▸ Your goal: Reproduce the listing below, substituting "a single point for each instance" for "one point per instance" wherever it occurs and leaving everything else unchanged.

▸ Data to process:
— Begin —

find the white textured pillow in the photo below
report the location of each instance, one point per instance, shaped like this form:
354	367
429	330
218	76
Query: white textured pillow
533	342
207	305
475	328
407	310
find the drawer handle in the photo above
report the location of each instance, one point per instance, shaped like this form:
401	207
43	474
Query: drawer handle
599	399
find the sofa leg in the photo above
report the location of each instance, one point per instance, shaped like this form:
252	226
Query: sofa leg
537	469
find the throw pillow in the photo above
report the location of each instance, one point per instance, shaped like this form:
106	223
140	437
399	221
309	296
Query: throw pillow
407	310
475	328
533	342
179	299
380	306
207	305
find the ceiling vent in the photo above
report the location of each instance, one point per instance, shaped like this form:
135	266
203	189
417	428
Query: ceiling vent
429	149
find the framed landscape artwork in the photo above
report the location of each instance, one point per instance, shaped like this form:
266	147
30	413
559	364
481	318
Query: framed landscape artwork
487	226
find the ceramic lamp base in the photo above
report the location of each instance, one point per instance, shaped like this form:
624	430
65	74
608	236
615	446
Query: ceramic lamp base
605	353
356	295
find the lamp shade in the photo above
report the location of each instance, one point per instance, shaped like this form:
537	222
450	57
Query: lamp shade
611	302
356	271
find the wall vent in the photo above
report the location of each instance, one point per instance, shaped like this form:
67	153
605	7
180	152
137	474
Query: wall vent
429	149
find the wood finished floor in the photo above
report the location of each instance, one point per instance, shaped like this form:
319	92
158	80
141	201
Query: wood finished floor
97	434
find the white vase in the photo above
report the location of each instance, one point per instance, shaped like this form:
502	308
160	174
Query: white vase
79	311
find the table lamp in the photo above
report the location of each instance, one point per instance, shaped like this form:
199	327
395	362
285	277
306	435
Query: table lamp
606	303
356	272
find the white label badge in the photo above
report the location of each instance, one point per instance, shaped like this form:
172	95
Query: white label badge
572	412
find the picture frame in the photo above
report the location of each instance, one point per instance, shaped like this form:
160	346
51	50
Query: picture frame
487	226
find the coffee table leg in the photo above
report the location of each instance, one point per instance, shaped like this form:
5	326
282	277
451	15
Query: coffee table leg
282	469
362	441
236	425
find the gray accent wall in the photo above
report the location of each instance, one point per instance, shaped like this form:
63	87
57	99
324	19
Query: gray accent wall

— End —

▸ Solution to the exercise:
find the white textured pillow in the photo below
report the location of each instance, a single point for each instance, shaped like this form:
354	367
429	330
218	76
Query: white textured pillow
533	342
207	305
475	328
407	310
find the drawer handle in the photo above
report the location of each instance, a single point for each instance, shaped like this form:
401	207
43	474
Query: drawer handle
599	399
find the sofa leg in the photo above
report the location of each instance, a single point for each instance, shaped like this form:
252	226
Query: sofa leg
537	469
find the throw pillow in the photo above
report the location of each instance, a single point for each instance, shaped like this form:
106	223
140	437
399	221
309	296
Query: throw pillow
407	310
475	328
533	342
179	299
380	306
207	305
find the ceiling vent in the photo above
report the location of each instance, a single point for each instance, shaped like this form:
135	266
203	189
417	428
Query: ceiling vent
429	149
find the framed landscape artwork in the photo above
report the location of each instance, a single point for each instance, shaped like this form:
266	147
30	413
559	364
481	318
Query: framed landscape artwork
487	226
find the ceramic lamp base in the photo above
report the location of each instance, a single point for each instance, shaped like this form:
624	430
65	74
608	236
615	446
Query: ceramic lamp base
605	353
356	295
find the lamp shade in the photo above
report the location of each instance, a single point for each instance, shaped like this form:
537	222
450	57
Query: lamp shade
611	302
356	271
find the wall vent in the photo above
report the location of each instance, a single point for each instance, shaped like this form:
67	153
605	7
180	152
137	474
Query: wall vent
429	149
find the wood finished floor in the photo above
report the location of each instance, a single point for each instance, shaped like this form:
319	92
158	80
141	201
Query: wood finished floor
97	434
find the white vase in the photo above
report the location of each instance, a single point for each instance, shaped like this form:
502	308
160	174
Query: white vase
79	311
find the table lamp in the photo above
report the location of each instance, a single point for each instance, shaped like this form:
199	327
395	362
285	277
306	435
Query: table lamp
606	303
356	272
find the white label badge in the photo above
report the location of each instance, a single point for each instance, shaped like this form:
172	95
Query: white label badge
572	412
find the picture frame in the photo above
report the location of each instance, a single point for each instance, shaped like this form:
160	346
51	50
Query: picture frame
487	226
find the coffee table leg in the photo above
report the location of each instance, a single point for each instance, shaped like this form:
5	326
282	277
451	15
Query: coffee table leg
282	469
362	441
236	425
find the gray accent wall in the photo above
report the location of each instance, a single point for each instance, shaped like this form:
63	87
57	99
324	19
Query: gray accent wall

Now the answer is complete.